> [Quoted text]:
------------------------------------------------------------------------
Comment 2 Dieter Mummenschanz 2023-11-28 08:24:01 UTC
Thanks for the swift reply.

I've applied your patch. Booted up my machine and waited until it transitions into lower package states (pc8 at the lowest). After that I closed the laptop LID and let the machine suspend to RAM (S3). After that I reopened the LID and gave the machine 1-3 minutes time to transition to lower package states which it now does.
I've attached the dmesg part including your patch when the machine enters suspend. One thing is odd though:

[  109.424369] ata5.00: qc timeout after 5000 msecs (cmd 0xe0)
[  109.424397] ata5.00: STANDBY IMMEDIATE failed (err_mask=0x4)

this shouldn't be there, right?
------------------------------------------------------------------------
> [Information supplied]:
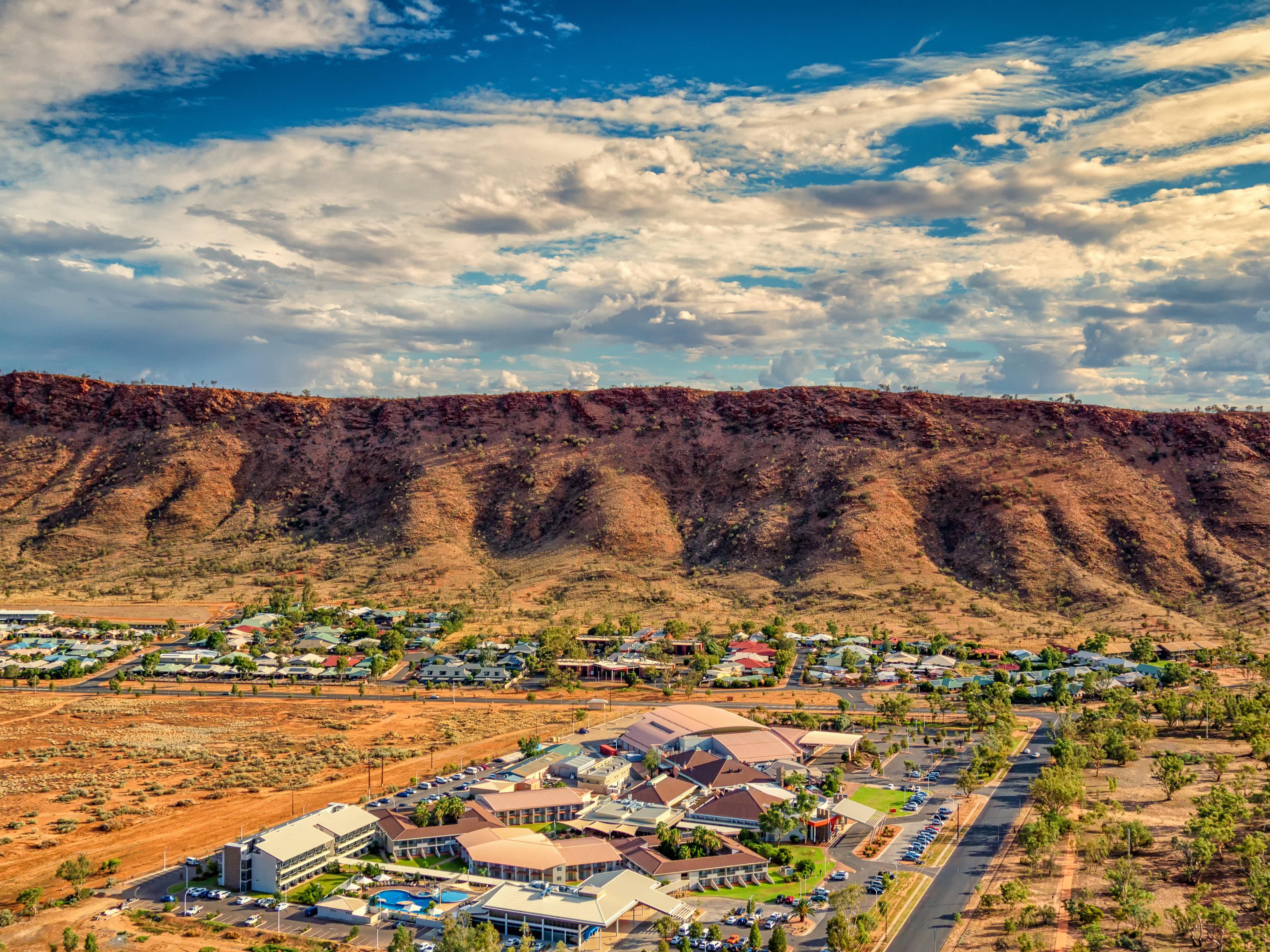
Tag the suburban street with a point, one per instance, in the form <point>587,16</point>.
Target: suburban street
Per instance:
<point>926,928</point>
------------------------------------------------------------------------
> [Aim 1]: In the bug comment, reproduce word for word the part that opens with the words containing "Comment 2 Dieter" and closes with "it now does.".
> [Aim 2]: According to the bug comment, why did the writer wait one to three minutes after reopening the laptop lid? Answer in one to three sentences.
> [Aim 3]:
Answer these questions from the bug comment:
(a) What is the lowest package state the machine reached after booting?
(b) What state did the machine suspend to when the lid was closed?
(c) After how many milliseconds did the ata5.00 timeout occur?

> [Reply 1]:
Comment 2 Dieter Mummenschanz 2023-11-28 08:24:01 UTC
Thanks for the swift reply.

I've applied your patch. Booted up my machine and waited until it transitions into lower package states (pc8 at the lowest). After that I closed the laptop LID and let the machine suspend to RAM (S3). After that I reopened the LID and gave the machine 1-3 minutes time to transition to lower package states which it now does.

> [Reply 2]: The writer waited to give the machine time to transition to lower package states. After the patch, the machine now makes that transition after resuming.

> [Reply 3]:
(a) pc8
(b) Suspend to RAM (S3)
(c) 5000 milliseconds